__Arbeitsauftrag__.
Setzen Sie das Interview mit Juliana Götze im Anschluss an seinen letzten Satz fort.

__Ausgewählter Text__.
------------------------------------
Juliana Götze: Wegen meiner Mutter. Das ist ein Geschenk für mich - weil ich durch Mama und Papa auf die Welt gekommen bin.
Deswegen Sie sind so eine Frohnatur?
Na klar, und wegen meinem Bruder auch.
Sie schauspielern seit Ihrem neunten Lebensjahr …
… ja, ich tanze gerne, ich bewege mich gerne und ich spiele und singe sehr gerne. Es ist auch spannend, immer in andere Rollen zu schlüpfen. Ich mach es einfach gern.
Sie schwärmen so von Ihrem Beruf, gibt es trotzdem etwas, das Sie stört?
Ja, ich mag es nicht, Fluchten oder Krieg zu spielen. Es ist blöd, wenn wir Grenzen ziehen müssen und die Zöllner einen ärgern.
------------------------------------
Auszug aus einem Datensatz

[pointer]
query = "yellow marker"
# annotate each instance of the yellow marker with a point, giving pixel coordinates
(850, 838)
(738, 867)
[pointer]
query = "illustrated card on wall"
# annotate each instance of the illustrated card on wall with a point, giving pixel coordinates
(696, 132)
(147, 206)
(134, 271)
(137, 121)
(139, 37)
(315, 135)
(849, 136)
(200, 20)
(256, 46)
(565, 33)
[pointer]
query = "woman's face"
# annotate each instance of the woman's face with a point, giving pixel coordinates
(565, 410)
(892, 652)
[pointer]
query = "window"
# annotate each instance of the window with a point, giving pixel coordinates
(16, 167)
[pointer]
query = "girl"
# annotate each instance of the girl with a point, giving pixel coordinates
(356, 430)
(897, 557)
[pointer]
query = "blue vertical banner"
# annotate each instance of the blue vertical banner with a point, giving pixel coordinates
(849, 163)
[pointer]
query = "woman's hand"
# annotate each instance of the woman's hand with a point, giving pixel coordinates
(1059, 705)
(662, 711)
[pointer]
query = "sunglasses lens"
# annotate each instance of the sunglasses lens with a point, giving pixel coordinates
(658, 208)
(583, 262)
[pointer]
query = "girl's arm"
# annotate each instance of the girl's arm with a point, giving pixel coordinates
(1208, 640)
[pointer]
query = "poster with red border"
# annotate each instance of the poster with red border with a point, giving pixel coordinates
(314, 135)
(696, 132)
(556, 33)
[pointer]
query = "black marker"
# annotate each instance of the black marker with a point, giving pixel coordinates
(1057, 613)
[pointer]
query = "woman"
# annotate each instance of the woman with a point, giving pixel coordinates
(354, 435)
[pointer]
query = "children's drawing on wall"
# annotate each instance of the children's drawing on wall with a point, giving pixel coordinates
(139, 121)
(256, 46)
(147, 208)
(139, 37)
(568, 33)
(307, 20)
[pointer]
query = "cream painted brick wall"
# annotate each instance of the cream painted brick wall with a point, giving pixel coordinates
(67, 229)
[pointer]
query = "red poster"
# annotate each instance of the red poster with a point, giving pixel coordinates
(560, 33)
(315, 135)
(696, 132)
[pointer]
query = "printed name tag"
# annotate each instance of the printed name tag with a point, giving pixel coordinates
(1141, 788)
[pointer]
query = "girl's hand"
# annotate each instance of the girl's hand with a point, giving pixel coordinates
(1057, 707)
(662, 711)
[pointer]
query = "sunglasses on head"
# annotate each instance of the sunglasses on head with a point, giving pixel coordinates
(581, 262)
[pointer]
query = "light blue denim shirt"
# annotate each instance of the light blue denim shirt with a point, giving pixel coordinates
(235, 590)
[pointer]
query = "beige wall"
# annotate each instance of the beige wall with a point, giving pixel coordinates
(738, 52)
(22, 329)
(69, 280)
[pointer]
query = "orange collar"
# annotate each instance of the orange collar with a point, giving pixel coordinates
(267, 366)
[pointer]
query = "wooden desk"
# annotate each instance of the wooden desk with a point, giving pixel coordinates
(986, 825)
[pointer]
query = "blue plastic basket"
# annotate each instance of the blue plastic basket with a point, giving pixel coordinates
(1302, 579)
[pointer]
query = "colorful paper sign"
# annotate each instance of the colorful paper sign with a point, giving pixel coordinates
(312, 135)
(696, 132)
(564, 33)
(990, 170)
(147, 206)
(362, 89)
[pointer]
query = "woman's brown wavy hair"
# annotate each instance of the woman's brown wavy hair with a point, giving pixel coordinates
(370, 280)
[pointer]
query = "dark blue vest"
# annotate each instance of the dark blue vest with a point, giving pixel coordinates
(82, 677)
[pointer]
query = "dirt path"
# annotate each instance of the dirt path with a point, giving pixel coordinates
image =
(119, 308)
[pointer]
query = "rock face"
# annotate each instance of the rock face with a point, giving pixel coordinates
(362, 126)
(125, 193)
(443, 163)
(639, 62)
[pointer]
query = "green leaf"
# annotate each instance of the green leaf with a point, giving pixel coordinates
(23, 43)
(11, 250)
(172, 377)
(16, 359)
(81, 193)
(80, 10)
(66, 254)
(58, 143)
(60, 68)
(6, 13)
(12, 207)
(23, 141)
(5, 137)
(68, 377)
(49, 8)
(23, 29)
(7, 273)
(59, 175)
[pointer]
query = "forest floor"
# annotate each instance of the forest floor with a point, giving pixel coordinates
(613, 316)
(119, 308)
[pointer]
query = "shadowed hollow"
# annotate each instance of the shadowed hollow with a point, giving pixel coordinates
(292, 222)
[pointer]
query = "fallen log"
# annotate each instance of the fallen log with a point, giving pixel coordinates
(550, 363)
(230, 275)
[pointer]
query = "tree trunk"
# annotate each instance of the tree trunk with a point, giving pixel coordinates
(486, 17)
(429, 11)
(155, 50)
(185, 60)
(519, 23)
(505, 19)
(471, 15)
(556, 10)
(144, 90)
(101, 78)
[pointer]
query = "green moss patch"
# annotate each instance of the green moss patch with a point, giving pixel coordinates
------------------------------------
__Ergebnis__.
Juliana Götze hat ein weiches Gesicht, aus dem das Mädchen wohl nie weichen wird. Es gibt darin keine Kanten, keine Ecken, keine groben Züge. Dieses Gesicht lässt sie sanft wirken - aber auch sehr keck. Neben ihren Theaterrollen hat Götze einige Fernsehauftritte absolviert. So trat die 23-Jährige in dem Dokumentarfilm "Liebe dich …" auf und spielte eine Nebenrolle in einer Folge der RTL-Serie "Die Familienanwältin".
Im August dann war sie in einem BR-Polizeiruf-110, "Rosis Baby", zu sehen - ihre erste große Fernsehproduktion. Ihre Filmmutter wird überfallen und fällt ins Koma. Tochter Rosi, die schwanger ist, gilt als Zeugin und Verdächtige, um die sich die Ermittlungen drehen. Den Wunsch, einmal eine Hauptrolle spielen zu dürfen, habe Juliana schon lange gehabt. "Wünsch dir das", habe die Mutter ihr gesagt, "dann geht es auch in Erfüllung." Die Produzenten haben in ganz Europa gesucht, bevor sie sich für Götze entschieden.
Sie haben kürzlich in dem Polizeiruf 110 "Rosis Baby" die Hauptrolle gespielt. Zunächst waren Sie skeptisch, als Sie das Drehbuch gelesen haben. Wieso?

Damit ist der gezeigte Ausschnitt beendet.